* [Problem to solve]: Can you copy out every one of the lines below verbatim, with nothing changed or left out?

-*-*-

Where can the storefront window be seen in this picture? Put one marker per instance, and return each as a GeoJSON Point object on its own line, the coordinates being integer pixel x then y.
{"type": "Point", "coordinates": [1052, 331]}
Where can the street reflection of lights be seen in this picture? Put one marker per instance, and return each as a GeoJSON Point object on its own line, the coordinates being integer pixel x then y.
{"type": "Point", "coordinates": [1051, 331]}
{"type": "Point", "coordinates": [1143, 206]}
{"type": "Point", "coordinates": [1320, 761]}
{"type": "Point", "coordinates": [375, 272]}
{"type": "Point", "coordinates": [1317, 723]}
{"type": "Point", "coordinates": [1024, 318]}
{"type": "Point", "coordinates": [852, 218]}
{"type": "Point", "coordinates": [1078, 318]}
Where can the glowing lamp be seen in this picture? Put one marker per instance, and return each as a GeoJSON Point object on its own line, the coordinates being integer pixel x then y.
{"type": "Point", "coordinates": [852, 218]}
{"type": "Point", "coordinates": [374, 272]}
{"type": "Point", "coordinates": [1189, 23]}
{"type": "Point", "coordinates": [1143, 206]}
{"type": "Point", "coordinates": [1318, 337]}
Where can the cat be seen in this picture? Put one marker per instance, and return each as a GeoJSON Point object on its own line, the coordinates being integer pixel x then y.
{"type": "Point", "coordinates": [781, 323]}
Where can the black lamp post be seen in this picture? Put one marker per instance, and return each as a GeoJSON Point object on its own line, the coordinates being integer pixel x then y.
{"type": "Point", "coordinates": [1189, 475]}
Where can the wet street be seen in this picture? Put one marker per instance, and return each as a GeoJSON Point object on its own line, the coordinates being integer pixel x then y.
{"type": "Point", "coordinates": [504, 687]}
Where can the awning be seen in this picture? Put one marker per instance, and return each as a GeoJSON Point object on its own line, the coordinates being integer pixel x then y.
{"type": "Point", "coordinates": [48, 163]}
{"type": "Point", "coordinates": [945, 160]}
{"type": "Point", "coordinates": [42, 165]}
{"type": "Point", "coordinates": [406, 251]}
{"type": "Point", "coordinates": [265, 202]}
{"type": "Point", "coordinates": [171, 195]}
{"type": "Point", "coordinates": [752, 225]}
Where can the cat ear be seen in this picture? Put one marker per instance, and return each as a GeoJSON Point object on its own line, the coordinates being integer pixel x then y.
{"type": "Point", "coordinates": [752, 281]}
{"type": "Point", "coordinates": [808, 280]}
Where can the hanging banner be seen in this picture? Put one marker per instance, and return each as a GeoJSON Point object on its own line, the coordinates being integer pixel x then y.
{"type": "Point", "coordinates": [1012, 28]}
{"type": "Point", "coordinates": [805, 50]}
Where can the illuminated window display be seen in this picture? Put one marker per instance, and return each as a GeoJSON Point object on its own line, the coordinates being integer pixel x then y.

-*-*-

* [Result of this exercise]:
Where can the storefront window be seen in this picture? Put one marker per instance, and return each as a GeoJSON Point object on its own line, the coordinates being integer pixel x then y.
{"type": "Point", "coordinates": [1052, 331]}
Where can the street reflection of lights be seen in this picture? Put one marker per instance, and return each as a GeoJSON Point object on its own line, the coordinates being integer pixel x then y.
{"type": "Point", "coordinates": [1051, 331]}
{"type": "Point", "coordinates": [1143, 206]}
{"type": "Point", "coordinates": [1320, 761]}
{"type": "Point", "coordinates": [375, 272]}
{"type": "Point", "coordinates": [1317, 723]}
{"type": "Point", "coordinates": [1024, 318]}
{"type": "Point", "coordinates": [852, 218]}
{"type": "Point", "coordinates": [1078, 318]}
Where can the glowing lamp be seen in this picture? Put one marker per instance, and return each as a GeoJSON Point object on its own line, the coordinates being integer pixel x then y.
{"type": "Point", "coordinates": [852, 218]}
{"type": "Point", "coordinates": [374, 272]}
{"type": "Point", "coordinates": [1189, 23]}
{"type": "Point", "coordinates": [1143, 206]}
{"type": "Point", "coordinates": [1318, 337]}
Where can the cat be seen in this picture? Put one marker per instance, and return each as a GeoJSON Point object on its own line, the coordinates being integer pixel x then y.
{"type": "Point", "coordinates": [781, 323]}
Where can the black lamp post be seen in this picture? Put one marker per instance, and return each as a GeoJSON Point object on its own line, the coordinates being integer pixel x then y.
{"type": "Point", "coordinates": [1189, 475]}
Where can the wet street be seen in this picture? Put one marker per instance, and return each as a GeoJSON Point object on its own line, the coordinates being integer pixel x then y.
{"type": "Point", "coordinates": [504, 687]}
Where can the awning be seen in this picture? Put one marker per instance, and return each as a GeoJSON Point object on its own line, the coordinates being integer pixel x then y.
{"type": "Point", "coordinates": [48, 163]}
{"type": "Point", "coordinates": [945, 160]}
{"type": "Point", "coordinates": [42, 165]}
{"type": "Point", "coordinates": [406, 251]}
{"type": "Point", "coordinates": [265, 202]}
{"type": "Point", "coordinates": [171, 195]}
{"type": "Point", "coordinates": [752, 225]}
Where can the cat ear be seen in this picture? Put one marker per instance, and return each as a GeoJSON Point object on its own line, the coordinates being integer pixel x then y.
{"type": "Point", "coordinates": [752, 281]}
{"type": "Point", "coordinates": [808, 280]}
Where can the hanging banner be seen in this picture? Put one marker per instance, and return each as a GeoJSON Point object on its own line, the coordinates being integer pixel x then y.
{"type": "Point", "coordinates": [1012, 28]}
{"type": "Point", "coordinates": [805, 50]}
Where can the illuminated window display be seen in this picture? Put one marker per instance, and return each as a GeoJSON Point object on its own line, the coordinates being integer pixel x then y.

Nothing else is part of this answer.